## Problem statement
Copy the game theory text from "Core questions" to "use by agents?", replacing "rational agents" with "rational players".

## Text block
>> start

Game theory provides the mathematical framework for analyzing strategic interaction among rational agents, predicting how self-interested decision makers behave when each one's outcome depends on the others' choices.

Definition

Game theory studies situations in which multiple rational agents each choose actions whose payoffs depend on all the agents' choices, and characterizes stable or rational joint behavior through solution concepts such as equilibria.

Scope

This topic covers the game-theoretic foundations used in multi-agent AI: normal-form and extensive-form games, dominant strategies, the Nash equilibrium and its existence, mixed strategies, and key examples such as the prisoner's dilemma and zero-sum games; together with algorithmic questions of computing equilibria. It addresses how agents reason about each other and what joint behaviors are stable. The engineering of interaction rules is treated under mechanism design, and learning to play games belongs to the machine-learning subfield.

Core questions

  • How are strategic interactions represented as games in normal or extensive form?
  • What solution concepts (dominant strategies, Nash equilibrium) predict how rational agents behave?
  • When is an equilibrium guaranteed to exist, possibly in mixed strategies?
  • How hard is it to compute equilibria, and how does this affect their use by agents?

>> end

## Source material
>> start

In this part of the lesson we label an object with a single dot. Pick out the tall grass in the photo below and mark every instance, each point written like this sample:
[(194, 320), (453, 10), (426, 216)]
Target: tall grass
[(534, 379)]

>> end

## Response below
Core questions

  • How are strategic interactions represented as games in normal or extensive form?
  • What solution concepts (dominant strategies, Nash equilibrium) predict how rational players behave?
  • When is an equilibrium guaranteed to exist, possibly in mixed strategies?
  • How hard is it to compute equilibria, and how does this affect their use by agents?